**Data for this exercise:**
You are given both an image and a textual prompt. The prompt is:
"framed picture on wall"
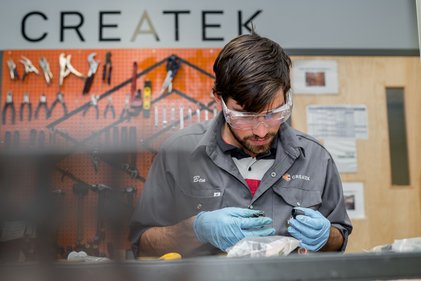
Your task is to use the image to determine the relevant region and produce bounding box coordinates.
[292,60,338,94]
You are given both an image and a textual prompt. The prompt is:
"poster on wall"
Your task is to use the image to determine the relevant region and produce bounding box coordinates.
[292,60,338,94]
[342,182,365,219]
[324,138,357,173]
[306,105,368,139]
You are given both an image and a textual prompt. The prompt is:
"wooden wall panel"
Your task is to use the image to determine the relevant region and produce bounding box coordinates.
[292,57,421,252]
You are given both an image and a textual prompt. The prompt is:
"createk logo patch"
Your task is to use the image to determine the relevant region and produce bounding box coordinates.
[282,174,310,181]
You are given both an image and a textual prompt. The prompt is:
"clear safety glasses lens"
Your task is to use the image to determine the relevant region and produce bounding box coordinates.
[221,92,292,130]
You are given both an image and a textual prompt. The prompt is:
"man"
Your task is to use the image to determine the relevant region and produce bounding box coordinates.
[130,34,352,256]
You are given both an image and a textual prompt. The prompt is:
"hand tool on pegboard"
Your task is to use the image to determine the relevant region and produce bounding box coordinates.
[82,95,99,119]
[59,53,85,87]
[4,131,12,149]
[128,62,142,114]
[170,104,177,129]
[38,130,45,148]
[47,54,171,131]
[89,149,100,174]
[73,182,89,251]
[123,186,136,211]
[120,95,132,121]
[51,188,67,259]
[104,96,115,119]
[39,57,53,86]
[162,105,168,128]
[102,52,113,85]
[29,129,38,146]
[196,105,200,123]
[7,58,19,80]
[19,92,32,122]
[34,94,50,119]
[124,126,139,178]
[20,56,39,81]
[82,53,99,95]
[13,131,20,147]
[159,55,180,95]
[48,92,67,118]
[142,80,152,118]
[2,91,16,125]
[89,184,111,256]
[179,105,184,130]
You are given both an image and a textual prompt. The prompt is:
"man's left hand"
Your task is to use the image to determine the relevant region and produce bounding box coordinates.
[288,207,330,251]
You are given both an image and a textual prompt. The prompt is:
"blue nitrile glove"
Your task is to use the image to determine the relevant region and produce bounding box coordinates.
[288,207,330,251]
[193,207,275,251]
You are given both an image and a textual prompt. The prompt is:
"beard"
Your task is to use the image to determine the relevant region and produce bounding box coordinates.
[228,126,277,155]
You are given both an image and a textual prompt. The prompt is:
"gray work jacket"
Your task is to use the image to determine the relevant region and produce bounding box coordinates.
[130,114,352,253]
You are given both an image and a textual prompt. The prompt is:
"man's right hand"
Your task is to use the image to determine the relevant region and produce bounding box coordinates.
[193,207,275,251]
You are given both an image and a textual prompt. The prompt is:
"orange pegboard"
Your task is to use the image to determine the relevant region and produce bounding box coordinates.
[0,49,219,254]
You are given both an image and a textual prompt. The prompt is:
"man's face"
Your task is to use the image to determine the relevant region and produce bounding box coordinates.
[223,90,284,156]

--

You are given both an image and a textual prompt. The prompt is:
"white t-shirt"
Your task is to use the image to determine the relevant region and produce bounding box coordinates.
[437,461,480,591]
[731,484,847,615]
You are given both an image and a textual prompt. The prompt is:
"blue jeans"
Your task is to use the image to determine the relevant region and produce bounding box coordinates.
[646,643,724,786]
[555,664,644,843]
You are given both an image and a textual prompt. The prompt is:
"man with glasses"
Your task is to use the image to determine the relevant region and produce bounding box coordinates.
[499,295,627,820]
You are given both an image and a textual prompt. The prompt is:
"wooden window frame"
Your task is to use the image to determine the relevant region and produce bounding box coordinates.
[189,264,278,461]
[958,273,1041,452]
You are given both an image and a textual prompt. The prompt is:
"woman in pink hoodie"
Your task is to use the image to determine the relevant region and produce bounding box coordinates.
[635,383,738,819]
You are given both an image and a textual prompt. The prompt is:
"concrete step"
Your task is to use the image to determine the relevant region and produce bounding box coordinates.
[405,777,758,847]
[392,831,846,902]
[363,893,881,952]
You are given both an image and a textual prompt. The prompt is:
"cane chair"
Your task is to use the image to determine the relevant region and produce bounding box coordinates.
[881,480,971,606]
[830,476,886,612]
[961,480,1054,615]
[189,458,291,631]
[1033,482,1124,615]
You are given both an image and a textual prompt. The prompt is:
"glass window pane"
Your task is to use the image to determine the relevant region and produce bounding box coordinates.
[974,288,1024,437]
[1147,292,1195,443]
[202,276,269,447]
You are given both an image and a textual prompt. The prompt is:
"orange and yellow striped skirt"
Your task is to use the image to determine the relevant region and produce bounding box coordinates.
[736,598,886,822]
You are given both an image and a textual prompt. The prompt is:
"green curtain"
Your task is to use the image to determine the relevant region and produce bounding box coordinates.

---

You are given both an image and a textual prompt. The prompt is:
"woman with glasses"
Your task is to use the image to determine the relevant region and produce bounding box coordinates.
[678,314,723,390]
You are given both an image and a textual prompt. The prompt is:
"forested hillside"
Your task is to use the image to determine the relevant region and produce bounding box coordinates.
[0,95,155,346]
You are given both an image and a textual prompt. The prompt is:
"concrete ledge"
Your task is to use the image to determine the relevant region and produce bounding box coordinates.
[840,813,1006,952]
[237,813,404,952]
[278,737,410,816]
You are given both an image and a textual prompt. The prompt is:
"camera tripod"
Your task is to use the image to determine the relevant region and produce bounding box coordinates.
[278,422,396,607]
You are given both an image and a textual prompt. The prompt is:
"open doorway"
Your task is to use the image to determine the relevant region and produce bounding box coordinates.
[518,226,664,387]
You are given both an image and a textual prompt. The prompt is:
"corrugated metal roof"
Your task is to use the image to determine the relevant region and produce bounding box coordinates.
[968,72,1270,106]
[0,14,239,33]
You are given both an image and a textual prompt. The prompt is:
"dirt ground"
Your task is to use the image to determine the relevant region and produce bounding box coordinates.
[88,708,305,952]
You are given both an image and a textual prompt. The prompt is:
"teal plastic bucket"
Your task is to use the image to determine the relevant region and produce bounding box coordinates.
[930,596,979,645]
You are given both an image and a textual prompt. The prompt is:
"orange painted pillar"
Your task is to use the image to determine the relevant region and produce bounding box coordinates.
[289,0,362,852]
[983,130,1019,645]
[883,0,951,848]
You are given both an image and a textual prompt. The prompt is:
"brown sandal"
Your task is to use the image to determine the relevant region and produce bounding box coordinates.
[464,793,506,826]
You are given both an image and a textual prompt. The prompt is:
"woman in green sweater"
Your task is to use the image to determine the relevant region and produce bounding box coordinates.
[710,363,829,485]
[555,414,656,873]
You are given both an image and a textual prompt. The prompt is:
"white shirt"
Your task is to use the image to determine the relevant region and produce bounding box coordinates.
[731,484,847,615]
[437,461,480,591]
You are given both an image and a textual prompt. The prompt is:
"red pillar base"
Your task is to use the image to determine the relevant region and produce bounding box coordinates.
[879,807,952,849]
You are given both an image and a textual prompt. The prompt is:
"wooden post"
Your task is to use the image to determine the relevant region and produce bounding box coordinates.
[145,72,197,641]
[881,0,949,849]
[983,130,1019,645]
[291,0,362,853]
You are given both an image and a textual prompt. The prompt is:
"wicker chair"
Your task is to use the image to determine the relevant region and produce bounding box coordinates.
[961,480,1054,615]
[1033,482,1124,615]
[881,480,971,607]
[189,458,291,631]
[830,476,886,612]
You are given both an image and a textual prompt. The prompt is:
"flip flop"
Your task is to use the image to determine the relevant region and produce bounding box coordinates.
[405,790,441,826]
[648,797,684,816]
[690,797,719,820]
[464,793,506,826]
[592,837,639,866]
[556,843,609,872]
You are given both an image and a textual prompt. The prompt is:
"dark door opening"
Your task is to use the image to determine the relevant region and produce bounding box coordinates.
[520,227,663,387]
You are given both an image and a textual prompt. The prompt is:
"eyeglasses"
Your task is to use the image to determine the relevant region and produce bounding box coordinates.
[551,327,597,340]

**Instructions for the task:** Which lines of the listing above contain the string "woman"? Pull out each one, counting only matches with the same uppercase and lowercase letters.

**Solution to the problem:**
"woman in pink hoodie"
"woman with glasses"
"woman in green sweater"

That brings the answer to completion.